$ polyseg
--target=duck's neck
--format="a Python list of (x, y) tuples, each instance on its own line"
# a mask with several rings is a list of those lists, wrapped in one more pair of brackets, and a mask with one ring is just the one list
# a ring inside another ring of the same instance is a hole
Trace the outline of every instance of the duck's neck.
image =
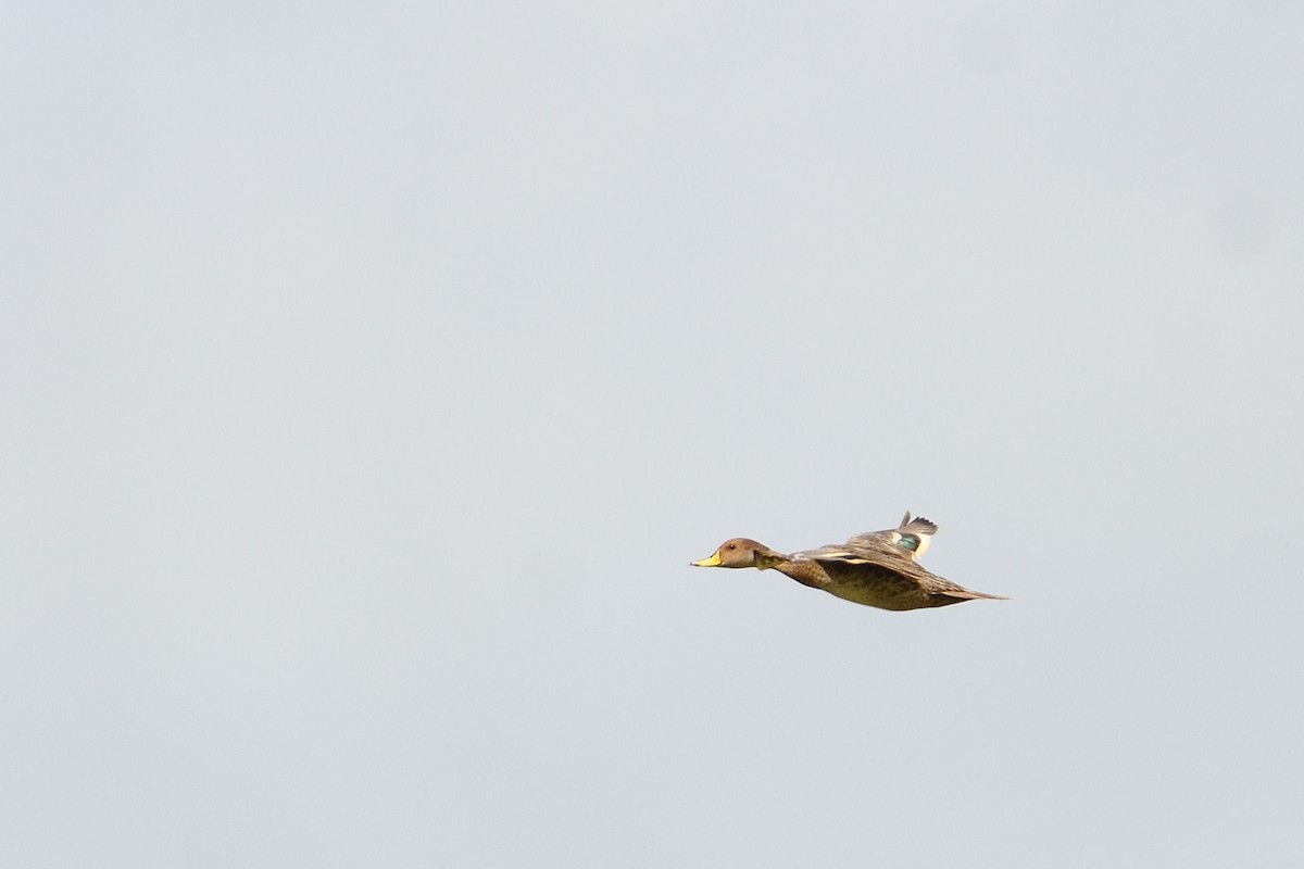
[[(762, 567), (763, 563), (764, 567)], [(763, 571), (772, 567), (784, 576), (789, 576), (802, 585), (808, 585), (812, 589), (828, 585), (828, 573), (825, 573), (816, 562), (793, 562), (786, 555), (780, 555), (778, 552), (773, 552), (771, 558), (763, 558), (758, 554), (756, 567)]]

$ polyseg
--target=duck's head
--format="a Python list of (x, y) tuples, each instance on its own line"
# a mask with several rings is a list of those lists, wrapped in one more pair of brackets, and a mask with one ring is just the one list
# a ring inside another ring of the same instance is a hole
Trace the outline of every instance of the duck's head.
[(694, 562), (694, 567), (755, 567), (764, 571), (784, 559), (782, 555), (764, 543), (735, 537), (725, 541), (711, 558)]

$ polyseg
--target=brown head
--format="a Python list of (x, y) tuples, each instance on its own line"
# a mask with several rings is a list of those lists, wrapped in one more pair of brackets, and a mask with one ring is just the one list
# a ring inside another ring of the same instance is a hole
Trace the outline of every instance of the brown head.
[(784, 556), (764, 543), (750, 541), (746, 537), (735, 537), (725, 541), (711, 558), (694, 562), (694, 567), (755, 567), (764, 571), (775, 567)]

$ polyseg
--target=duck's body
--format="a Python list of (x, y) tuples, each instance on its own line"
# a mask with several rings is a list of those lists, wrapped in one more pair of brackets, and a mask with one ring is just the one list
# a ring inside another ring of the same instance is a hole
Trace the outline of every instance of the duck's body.
[(885, 532), (857, 534), (841, 546), (784, 555), (735, 537), (725, 541), (715, 555), (694, 562), (696, 567), (773, 568), (802, 585), (822, 589), (845, 601), (880, 610), (923, 610), (975, 599), (1004, 598), (970, 591), (918, 564), (938, 526), (926, 519), (905, 520)]

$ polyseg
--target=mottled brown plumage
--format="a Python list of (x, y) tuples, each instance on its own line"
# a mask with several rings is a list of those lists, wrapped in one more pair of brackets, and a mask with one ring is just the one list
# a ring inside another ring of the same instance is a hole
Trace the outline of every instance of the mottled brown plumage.
[(754, 567), (760, 571), (773, 568), (802, 585), (880, 610), (922, 610), (964, 601), (1005, 599), (970, 591), (925, 569), (918, 558), (936, 530), (938, 526), (928, 520), (910, 519), (906, 513), (896, 529), (857, 534), (842, 546), (822, 546), (792, 555), (776, 552), (746, 537), (735, 537), (721, 543), (711, 558), (692, 564)]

::::::

▸ **TASK OBJECTIVE**:
Please find each line in the records that contains the word "neck" and copy those lines.

▸ **OUTPUT FOR THIS EXERCISE**:
--target=duck's neck
Trace the outline of every instance of the duck's neck.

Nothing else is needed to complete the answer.